**Problem to work on:** Which lines in the entries below contain the string "window"? Copy out each of those lines, matching letter case exactly.

•••

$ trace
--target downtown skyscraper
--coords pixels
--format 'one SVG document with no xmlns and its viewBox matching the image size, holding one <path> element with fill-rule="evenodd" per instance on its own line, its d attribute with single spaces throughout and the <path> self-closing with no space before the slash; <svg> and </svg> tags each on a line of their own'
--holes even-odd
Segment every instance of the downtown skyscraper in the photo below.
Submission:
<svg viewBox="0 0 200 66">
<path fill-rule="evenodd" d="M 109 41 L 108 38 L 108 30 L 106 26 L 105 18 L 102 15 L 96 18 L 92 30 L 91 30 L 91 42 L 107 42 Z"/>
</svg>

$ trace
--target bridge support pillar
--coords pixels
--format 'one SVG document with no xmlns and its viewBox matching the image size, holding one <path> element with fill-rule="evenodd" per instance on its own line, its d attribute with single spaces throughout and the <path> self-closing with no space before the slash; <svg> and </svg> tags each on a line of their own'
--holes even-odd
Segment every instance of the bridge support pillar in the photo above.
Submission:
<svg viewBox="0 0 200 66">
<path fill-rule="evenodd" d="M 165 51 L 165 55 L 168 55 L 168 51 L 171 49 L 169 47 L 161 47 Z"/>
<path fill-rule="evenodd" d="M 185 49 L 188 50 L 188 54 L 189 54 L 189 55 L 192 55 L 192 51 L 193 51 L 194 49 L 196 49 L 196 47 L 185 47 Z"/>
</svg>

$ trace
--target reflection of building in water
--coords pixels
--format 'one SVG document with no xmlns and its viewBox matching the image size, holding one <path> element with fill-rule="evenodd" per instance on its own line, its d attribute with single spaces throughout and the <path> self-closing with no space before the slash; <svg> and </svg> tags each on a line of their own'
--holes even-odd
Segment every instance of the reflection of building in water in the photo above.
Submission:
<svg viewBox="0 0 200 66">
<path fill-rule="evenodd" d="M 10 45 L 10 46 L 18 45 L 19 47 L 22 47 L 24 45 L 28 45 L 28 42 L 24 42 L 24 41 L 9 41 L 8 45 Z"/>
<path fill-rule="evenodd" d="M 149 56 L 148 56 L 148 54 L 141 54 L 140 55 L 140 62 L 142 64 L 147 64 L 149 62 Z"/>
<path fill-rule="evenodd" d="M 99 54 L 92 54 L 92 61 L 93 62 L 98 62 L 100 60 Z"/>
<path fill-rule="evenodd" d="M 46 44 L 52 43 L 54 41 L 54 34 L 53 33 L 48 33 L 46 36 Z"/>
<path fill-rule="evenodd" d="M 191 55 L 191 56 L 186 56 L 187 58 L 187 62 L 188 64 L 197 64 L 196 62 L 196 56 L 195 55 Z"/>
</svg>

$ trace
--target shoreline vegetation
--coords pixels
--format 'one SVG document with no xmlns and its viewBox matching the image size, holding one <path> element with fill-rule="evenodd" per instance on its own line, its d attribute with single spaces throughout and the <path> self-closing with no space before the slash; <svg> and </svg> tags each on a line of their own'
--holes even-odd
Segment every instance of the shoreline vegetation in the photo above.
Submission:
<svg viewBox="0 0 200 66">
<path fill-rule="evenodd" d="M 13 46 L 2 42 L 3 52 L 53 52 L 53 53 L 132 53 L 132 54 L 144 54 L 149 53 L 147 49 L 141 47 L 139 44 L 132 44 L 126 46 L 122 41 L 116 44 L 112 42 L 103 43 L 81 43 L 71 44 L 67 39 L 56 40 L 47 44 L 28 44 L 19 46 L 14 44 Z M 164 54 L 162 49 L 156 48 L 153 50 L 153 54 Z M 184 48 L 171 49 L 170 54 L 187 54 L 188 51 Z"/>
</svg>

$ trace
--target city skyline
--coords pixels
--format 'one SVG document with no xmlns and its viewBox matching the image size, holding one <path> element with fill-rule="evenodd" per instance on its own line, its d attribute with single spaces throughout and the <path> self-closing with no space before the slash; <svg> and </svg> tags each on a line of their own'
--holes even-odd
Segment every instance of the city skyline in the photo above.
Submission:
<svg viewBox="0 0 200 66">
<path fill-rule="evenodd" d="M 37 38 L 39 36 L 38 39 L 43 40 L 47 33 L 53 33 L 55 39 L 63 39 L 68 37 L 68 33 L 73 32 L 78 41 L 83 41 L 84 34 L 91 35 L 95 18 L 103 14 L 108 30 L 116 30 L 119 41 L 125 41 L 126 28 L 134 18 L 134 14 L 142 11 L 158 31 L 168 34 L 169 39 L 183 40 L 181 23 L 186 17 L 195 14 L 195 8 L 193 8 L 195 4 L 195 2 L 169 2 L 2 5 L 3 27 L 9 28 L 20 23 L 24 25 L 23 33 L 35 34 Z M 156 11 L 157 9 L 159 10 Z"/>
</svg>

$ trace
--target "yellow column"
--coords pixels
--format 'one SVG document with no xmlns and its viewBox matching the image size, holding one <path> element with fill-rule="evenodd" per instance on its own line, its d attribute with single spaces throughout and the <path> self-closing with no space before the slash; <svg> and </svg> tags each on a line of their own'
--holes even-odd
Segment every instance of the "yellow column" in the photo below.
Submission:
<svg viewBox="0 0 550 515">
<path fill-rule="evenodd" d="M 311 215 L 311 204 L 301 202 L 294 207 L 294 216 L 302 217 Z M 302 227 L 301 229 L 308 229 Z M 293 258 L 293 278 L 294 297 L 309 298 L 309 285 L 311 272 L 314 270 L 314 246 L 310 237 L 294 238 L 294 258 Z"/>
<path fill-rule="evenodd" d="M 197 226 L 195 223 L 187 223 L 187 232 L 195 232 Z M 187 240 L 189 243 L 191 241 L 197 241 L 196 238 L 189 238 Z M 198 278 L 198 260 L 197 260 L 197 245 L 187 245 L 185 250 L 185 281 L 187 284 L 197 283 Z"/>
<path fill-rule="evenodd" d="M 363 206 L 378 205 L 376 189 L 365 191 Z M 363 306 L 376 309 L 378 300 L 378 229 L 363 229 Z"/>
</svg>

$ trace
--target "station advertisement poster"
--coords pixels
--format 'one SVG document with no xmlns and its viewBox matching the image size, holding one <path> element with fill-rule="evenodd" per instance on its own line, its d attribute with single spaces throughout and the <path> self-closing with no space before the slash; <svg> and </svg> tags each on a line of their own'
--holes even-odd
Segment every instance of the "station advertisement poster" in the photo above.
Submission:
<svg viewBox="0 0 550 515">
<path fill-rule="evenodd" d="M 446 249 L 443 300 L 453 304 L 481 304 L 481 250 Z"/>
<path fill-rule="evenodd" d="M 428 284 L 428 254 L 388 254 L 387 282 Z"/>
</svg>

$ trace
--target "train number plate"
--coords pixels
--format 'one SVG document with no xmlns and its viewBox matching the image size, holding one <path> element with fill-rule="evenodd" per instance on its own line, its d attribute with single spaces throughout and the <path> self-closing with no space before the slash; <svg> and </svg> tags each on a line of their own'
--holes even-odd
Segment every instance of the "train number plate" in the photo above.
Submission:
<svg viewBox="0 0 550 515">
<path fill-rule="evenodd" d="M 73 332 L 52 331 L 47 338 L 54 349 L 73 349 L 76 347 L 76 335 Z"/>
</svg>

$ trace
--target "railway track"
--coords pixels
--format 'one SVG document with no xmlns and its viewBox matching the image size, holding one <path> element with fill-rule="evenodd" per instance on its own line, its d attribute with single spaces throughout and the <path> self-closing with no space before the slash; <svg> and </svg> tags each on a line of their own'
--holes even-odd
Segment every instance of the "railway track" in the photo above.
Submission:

•••

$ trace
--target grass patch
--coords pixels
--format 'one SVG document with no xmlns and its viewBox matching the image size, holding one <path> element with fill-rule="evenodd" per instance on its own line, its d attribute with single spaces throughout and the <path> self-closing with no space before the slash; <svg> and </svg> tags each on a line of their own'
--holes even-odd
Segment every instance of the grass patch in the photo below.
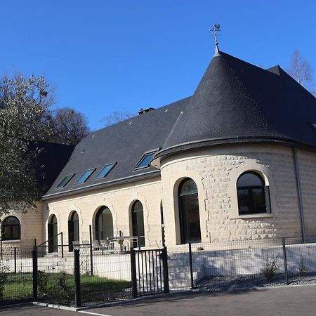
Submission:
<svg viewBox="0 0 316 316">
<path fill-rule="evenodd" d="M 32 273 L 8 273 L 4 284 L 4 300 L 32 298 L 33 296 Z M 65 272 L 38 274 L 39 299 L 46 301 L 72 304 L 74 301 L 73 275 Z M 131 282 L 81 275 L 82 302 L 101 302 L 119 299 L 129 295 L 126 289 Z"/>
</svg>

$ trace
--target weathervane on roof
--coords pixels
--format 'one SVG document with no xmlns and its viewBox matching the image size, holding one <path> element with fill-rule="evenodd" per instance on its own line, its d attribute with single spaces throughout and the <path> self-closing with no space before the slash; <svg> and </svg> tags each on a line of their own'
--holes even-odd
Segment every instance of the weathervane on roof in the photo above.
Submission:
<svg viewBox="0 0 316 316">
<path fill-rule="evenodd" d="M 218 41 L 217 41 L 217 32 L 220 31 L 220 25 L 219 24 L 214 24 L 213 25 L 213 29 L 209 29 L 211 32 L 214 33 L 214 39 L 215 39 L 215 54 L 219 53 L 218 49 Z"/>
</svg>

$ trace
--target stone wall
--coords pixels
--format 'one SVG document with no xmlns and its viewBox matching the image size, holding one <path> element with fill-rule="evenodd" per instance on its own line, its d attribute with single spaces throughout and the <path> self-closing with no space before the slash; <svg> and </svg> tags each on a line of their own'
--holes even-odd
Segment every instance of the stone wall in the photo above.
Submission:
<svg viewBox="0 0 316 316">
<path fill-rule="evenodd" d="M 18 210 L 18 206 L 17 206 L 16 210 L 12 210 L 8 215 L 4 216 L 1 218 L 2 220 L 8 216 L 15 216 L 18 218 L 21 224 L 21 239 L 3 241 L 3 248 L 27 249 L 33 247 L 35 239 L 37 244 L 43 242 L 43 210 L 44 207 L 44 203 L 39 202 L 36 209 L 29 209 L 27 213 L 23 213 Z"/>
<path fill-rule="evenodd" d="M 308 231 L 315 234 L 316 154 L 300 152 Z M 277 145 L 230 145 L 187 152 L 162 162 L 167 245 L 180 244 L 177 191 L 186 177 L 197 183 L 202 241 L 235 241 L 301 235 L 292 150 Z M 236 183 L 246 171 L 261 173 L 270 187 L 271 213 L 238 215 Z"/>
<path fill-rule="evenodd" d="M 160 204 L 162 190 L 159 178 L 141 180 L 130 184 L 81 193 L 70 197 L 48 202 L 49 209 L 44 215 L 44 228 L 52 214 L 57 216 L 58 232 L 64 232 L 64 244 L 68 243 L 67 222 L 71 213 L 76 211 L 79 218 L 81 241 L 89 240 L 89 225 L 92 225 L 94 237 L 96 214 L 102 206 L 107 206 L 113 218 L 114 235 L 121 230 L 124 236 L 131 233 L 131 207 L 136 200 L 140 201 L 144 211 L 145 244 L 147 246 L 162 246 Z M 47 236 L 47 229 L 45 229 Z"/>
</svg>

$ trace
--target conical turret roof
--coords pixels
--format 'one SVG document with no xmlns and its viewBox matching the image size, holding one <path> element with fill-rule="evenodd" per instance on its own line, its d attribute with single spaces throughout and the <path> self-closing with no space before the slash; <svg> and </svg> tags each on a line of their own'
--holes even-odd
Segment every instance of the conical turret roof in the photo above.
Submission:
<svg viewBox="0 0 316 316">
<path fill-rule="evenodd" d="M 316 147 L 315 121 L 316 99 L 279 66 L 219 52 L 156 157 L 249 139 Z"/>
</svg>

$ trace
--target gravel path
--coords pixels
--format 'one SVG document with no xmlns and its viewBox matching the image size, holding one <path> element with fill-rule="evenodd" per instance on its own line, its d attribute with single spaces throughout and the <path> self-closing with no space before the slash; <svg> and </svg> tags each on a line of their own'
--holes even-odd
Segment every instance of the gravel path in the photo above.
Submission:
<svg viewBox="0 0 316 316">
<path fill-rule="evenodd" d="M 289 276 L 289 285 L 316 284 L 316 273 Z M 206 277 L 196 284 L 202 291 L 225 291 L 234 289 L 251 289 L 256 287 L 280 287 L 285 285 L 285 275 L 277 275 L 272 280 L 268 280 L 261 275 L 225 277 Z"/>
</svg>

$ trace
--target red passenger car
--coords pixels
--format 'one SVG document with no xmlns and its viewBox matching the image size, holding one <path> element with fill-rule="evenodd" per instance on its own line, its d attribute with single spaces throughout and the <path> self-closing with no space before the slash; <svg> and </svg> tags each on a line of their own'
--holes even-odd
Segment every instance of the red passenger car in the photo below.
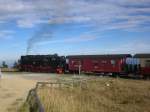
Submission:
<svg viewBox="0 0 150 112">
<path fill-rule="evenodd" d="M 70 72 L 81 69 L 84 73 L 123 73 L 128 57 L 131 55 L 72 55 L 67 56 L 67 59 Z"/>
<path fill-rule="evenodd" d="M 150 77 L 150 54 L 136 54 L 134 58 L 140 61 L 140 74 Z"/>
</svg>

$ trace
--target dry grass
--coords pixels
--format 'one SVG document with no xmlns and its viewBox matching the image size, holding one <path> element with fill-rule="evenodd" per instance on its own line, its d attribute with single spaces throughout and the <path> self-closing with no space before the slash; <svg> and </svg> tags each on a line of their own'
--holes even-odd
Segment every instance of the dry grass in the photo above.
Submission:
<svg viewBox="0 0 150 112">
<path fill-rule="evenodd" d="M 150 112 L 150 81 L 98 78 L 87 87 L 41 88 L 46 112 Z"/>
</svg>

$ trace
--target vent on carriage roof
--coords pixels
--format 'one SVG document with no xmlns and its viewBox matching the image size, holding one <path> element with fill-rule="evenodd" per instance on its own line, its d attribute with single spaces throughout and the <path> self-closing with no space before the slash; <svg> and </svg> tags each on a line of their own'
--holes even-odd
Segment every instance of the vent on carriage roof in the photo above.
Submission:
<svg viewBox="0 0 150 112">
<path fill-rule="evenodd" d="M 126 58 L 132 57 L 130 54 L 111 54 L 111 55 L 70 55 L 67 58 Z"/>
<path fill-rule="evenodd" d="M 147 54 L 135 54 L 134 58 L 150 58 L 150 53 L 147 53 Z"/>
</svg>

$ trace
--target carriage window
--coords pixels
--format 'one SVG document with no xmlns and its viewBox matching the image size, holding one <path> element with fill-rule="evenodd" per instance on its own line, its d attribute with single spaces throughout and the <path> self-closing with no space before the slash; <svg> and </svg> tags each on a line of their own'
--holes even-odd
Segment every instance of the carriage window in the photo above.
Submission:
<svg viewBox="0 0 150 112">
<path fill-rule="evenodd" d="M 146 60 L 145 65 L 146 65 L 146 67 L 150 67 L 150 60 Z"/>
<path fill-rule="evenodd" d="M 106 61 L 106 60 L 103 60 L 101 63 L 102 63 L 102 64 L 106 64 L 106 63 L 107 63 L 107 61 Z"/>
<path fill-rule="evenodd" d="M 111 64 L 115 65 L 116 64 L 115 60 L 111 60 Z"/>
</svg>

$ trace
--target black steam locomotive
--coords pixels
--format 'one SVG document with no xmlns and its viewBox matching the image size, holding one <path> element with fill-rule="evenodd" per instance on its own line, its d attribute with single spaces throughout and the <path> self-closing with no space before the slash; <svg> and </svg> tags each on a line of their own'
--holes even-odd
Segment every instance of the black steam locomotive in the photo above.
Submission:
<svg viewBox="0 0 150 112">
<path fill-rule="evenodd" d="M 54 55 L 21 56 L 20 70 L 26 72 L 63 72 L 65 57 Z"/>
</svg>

•••

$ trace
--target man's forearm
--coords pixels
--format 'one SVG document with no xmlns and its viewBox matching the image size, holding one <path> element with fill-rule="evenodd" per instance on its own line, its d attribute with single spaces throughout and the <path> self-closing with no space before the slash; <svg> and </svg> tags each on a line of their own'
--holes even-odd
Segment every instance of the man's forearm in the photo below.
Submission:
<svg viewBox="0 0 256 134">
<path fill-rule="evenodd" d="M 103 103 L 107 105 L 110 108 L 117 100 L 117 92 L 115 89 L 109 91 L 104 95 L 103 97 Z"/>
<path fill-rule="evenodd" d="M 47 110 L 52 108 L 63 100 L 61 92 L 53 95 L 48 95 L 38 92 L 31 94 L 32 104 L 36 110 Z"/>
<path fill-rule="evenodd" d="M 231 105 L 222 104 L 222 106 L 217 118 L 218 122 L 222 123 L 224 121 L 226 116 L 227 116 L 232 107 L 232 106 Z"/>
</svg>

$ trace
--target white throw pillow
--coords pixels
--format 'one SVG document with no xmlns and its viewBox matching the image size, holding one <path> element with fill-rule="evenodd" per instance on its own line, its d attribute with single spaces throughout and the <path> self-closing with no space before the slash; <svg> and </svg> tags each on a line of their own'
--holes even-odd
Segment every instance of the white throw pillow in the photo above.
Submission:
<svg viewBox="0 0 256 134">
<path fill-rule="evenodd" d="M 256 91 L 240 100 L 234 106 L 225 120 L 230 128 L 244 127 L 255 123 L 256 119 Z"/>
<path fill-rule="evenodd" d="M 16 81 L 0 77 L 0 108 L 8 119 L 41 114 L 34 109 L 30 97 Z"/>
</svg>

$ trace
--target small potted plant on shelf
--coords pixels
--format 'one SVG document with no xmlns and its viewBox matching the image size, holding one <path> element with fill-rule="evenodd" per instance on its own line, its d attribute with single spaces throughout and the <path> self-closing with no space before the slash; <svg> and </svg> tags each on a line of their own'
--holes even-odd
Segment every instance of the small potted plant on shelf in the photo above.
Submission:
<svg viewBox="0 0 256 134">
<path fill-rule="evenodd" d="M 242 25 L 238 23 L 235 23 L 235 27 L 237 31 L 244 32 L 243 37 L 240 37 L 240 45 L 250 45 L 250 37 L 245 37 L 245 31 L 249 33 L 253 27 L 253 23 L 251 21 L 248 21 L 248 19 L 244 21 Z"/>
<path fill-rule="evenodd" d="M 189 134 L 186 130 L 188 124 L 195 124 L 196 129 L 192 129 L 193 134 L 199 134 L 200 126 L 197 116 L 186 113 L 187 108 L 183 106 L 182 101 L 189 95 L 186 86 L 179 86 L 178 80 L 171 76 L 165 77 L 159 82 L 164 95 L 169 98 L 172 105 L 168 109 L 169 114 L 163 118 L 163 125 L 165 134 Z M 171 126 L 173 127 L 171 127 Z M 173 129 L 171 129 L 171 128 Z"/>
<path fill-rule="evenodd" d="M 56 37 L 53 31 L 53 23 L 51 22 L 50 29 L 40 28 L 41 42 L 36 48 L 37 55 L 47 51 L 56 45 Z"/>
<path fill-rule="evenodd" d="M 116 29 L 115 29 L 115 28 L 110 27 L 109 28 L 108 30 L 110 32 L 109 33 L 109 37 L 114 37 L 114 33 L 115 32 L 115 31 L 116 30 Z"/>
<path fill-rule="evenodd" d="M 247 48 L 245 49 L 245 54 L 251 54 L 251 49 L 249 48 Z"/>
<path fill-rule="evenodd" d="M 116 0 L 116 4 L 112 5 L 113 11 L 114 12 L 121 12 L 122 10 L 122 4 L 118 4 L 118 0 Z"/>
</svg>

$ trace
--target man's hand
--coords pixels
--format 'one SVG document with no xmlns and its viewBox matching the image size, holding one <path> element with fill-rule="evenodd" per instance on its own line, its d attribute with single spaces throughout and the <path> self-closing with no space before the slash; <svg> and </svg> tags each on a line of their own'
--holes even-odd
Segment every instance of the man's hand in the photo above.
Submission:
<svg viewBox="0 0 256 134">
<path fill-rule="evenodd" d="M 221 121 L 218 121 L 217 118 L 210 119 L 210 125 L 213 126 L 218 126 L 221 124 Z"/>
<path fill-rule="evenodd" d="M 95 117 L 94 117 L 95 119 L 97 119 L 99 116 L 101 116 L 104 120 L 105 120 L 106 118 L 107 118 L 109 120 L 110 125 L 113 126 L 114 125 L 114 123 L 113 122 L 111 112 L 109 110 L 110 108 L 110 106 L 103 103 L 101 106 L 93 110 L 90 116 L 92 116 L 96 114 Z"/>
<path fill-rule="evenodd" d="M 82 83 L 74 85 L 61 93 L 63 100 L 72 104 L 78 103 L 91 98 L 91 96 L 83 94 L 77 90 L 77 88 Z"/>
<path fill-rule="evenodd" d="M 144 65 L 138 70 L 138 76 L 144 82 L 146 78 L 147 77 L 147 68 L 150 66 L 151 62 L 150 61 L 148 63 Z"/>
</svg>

•••

**Problem solution:**
--target carriage window
Segment every instance of the carriage window in the photo above.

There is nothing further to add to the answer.